▶ **Task to carry out**: What the task needs is the data below, written out verbatim.

▶ **Data for analysis**:
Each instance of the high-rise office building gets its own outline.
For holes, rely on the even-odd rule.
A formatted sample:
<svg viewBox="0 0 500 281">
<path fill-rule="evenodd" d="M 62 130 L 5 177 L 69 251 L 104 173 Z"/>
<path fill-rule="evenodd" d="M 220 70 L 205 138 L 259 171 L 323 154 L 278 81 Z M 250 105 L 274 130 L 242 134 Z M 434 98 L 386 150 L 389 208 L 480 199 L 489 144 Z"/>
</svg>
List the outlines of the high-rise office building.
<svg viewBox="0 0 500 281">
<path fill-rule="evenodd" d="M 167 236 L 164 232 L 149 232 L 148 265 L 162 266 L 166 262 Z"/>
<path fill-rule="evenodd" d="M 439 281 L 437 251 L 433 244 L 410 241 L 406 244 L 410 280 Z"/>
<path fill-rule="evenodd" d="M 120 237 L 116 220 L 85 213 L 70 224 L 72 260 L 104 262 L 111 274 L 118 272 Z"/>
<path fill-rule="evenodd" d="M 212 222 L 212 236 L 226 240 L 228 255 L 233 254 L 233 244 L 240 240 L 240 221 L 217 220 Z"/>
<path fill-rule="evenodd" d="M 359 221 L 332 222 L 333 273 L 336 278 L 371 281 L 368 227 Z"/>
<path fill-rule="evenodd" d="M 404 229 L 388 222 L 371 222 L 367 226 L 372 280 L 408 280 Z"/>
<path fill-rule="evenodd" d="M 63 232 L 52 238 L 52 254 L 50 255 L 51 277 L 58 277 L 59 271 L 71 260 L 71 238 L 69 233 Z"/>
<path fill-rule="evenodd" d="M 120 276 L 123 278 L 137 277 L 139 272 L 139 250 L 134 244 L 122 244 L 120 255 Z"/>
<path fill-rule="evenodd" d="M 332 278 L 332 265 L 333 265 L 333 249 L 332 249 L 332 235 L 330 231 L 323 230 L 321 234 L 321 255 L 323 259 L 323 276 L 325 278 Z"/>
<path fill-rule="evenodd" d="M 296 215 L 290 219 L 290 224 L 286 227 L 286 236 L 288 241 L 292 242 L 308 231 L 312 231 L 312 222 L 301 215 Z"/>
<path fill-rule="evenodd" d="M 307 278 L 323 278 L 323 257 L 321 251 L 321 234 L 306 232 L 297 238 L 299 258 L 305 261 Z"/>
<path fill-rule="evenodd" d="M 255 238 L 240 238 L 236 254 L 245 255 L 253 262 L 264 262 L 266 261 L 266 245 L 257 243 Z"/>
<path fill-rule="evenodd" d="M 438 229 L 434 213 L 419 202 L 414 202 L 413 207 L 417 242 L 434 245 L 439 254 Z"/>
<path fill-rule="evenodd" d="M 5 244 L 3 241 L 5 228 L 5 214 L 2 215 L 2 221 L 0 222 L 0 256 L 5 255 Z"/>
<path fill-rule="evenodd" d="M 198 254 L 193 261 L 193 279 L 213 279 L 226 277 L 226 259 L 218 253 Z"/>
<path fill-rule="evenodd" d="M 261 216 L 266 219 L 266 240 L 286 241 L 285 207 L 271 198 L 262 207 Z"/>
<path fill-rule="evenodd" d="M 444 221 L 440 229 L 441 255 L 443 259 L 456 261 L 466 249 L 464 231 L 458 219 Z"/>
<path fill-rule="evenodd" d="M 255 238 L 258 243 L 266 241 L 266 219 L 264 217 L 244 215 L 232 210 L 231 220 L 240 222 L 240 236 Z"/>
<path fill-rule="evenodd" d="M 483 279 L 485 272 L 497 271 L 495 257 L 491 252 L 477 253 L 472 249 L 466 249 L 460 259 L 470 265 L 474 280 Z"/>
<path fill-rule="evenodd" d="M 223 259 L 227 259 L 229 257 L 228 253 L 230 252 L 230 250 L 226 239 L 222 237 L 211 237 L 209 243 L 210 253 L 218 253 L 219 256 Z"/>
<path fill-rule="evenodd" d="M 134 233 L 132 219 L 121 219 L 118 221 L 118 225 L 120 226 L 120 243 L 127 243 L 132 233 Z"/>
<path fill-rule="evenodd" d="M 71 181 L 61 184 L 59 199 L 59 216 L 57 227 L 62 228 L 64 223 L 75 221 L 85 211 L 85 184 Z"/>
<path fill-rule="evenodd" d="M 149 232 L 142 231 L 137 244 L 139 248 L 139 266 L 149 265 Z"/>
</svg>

▶ **Reply to the task**:
Each instance of the high-rise office building gets its own outline.
For holes, rely on the even-odd rule.
A formatted sample:
<svg viewBox="0 0 500 281">
<path fill-rule="evenodd" d="M 62 130 L 5 177 L 69 251 L 104 173 Z"/>
<path fill-rule="evenodd" d="M 220 70 L 205 138 L 259 171 L 323 154 L 278 81 Z M 250 105 L 274 130 L 242 134 Z M 434 98 L 386 150 L 389 208 L 480 199 L 489 144 Z"/>
</svg>
List the outlines of the high-rise office building.
<svg viewBox="0 0 500 281">
<path fill-rule="evenodd" d="M 167 236 L 164 232 L 149 232 L 148 265 L 162 266 L 166 262 Z"/>
<path fill-rule="evenodd" d="M 439 281 L 437 251 L 433 244 L 410 241 L 406 244 L 410 280 Z"/>
<path fill-rule="evenodd" d="M 120 237 L 116 220 L 85 213 L 70 224 L 72 260 L 104 262 L 111 274 L 118 272 Z"/>
<path fill-rule="evenodd" d="M 212 222 L 212 236 L 226 240 L 228 255 L 233 254 L 233 244 L 240 240 L 240 221 L 217 220 Z"/>
<path fill-rule="evenodd" d="M 359 221 L 332 222 L 333 273 L 336 278 L 371 281 L 368 227 Z"/>
<path fill-rule="evenodd" d="M 404 229 L 388 222 L 371 222 L 367 226 L 372 280 L 408 280 Z"/>
<path fill-rule="evenodd" d="M 63 232 L 52 238 L 52 254 L 50 255 L 51 277 L 58 277 L 59 271 L 71 260 L 71 238 L 69 233 Z"/>
<path fill-rule="evenodd" d="M 120 276 L 123 278 L 137 277 L 139 272 L 139 250 L 134 244 L 122 244 L 120 255 Z"/>
<path fill-rule="evenodd" d="M 332 278 L 332 265 L 333 265 L 333 249 L 332 249 L 332 235 L 330 231 L 323 230 L 321 234 L 321 255 L 323 259 L 323 276 L 325 278 Z"/>
<path fill-rule="evenodd" d="M 296 215 L 290 219 L 290 224 L 286 227 L 286 236 L 288 241 L 292 242 L 308 231 L 312 231 L 312 222 L 301 215 Z"/>
<path fill-rule="evenodd" d="M 307 278 L 323 278 L 323 257 L 321 251 L 321 234 L 306 232 L 297 238 L 299 258 L 305 261 Z"/>
<path fill-rule="evenodd" d="M 255 238 L 240 238 L 236 254 L 245 255 L 253 262 L 264 262 L 266 261 L 266 245 L 257 243 Z"/>
<path fill-rule="evenodd" d="M 438 229 L 434 213 L 419 202 L 414 202 L 413 207 L 417 242 L 434 245 L 439 254 Z"/>
<path fill-rule="evenodd" d="M 5 244 L 3 241 L 5 228 L 5 214 L 2 215 L 2 221 L 0 222 L 0 256 L 5 255 Z"/>
<path fill-rule="evenodd" d="M 198 254 L 193 261 L 193 279 L 213 279 L 226 277 L 226 259 L 218 253 Z"/>
<path fill-rule="evenodd" d="M 261 216 L 266 219 L 266 240 L 286 241 L 285 207 L 271 198 L 262 207 Z"/>
<path fill-rule="evenodd" d="M 444 221 L 440 229 L 441 255 L 443 259 L 456 261 L 466 249 L 464 231 L 458 219 Z"/>
<path fill-rule="evenodd" d="M 255 238 L 258 243 L 266 241 L 266 219 L 264 217 L 244 215 L 232 210 L 231 220 L 240 222 L 240 236 Z"/>
<path fill-rule="evenodd" d="M 483 279 L 485 272 L 497 271 L 495 257 L 491 252 L 477 253 L 472 249 L 466 249 L 460 259 L 470 265 L 474 280 Z"/>
<path fill-rule="evenodd" d="M 223 259 L 227 259 L 229 257 L 228 253 L 230 252 L 230 250 L 226 239 L 222 237 L 211 237 L 209 243 L 210 253 L 218 253 L 219 256 Z"/>
<path fill-rule="evenodd" d="M 134 233 L 132 219 L 121 219 L 118 221 L 118 225 L 120 226 L 120 243 L 127 243 L 132 233 Z"/>
<path fill-rule="evenodd" d="M 71 181 L 61 184 L 59 199 L 59 216 L 57 227 L 62 228 L 64 223 L 75 221 L 85 211 L 85 184 Z"/>
<path fill-rule="evenodd" d="M 149 232 L 142 231 L 137 244 L 139 248 L 139 266 L 149 265 Z"/>
</svg>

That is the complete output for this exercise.